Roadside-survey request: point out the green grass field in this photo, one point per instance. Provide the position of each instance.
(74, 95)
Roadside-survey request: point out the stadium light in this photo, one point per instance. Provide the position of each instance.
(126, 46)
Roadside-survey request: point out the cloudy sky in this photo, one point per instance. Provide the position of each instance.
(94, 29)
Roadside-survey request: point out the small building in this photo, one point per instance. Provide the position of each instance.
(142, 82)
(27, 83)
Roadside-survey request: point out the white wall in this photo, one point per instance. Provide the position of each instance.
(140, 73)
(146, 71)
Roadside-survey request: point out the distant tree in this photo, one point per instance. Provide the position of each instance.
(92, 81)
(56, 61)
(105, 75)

* * *

**PROBLEM TO SOLVE:** From the first line to the last, return the data exactly as written.

**TASK RESPONSE:**
Roadside-survey request: point out the green grass field in this photo, one point per instance. Provide the position of each instance.
(74, 95)
Roadside-survey request: point out the stadium light in this photo, one point per instance. Provide the position of each instance.
(126, 46)
Roadside-survey request: point out the cloudy sky in this photo, one point per instance. Provide the position of each instance.
(94, 29)
Roadside-survey request: point out the small building in this photo, one point per instance. Provide the position of each instance.
(142, 82)
(27, 83)
Roadside-survey request: point out the white wall in this photo, one point per instance. Provide the position of each instance.
(140, 73)
(146, 71)
Roadside-survey request: point out the distant tree in this photo, one point per instance. Provide the position of each instance.
(92, 81)
(56, 61)
(105, 75)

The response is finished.